### Data supplied
* * *

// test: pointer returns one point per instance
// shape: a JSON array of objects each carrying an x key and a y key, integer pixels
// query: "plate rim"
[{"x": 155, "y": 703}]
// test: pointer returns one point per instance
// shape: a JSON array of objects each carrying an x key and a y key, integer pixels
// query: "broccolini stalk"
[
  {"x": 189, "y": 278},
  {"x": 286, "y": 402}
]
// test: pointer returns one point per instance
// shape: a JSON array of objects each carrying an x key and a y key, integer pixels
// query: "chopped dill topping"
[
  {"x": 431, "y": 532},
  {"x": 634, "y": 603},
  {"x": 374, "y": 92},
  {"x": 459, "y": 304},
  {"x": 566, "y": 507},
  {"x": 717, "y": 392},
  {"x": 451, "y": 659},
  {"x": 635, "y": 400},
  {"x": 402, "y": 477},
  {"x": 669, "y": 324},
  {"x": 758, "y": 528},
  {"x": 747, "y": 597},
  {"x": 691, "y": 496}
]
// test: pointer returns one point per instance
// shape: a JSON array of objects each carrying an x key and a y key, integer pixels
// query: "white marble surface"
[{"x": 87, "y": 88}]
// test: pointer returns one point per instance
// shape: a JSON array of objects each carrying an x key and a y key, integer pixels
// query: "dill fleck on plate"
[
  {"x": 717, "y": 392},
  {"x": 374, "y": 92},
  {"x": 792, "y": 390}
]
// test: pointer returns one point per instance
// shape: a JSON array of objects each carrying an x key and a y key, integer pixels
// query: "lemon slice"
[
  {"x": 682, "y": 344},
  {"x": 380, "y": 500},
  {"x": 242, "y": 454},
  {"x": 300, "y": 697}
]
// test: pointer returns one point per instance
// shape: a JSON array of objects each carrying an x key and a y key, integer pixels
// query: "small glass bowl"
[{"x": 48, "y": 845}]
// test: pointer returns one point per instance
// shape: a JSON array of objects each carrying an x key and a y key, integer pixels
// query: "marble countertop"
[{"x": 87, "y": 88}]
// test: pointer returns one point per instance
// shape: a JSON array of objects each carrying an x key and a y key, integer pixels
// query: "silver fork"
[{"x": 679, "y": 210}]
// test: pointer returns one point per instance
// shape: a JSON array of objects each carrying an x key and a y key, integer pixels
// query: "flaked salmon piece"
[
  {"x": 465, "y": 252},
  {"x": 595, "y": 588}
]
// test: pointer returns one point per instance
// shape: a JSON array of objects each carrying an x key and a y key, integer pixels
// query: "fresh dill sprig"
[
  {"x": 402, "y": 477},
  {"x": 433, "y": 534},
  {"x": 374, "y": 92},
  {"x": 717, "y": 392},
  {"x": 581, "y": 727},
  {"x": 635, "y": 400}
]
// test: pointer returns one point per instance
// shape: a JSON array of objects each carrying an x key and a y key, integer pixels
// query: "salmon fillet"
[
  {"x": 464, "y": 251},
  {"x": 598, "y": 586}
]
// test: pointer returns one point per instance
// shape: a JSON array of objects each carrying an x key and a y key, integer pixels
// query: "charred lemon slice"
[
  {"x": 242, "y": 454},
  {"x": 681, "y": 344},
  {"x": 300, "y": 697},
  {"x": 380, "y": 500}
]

* * *

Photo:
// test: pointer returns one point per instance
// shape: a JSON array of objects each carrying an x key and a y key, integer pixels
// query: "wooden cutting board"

* * *

### Required task
Tally the rows above that contain the word "marble". Reply with the number alone.

### Task result
2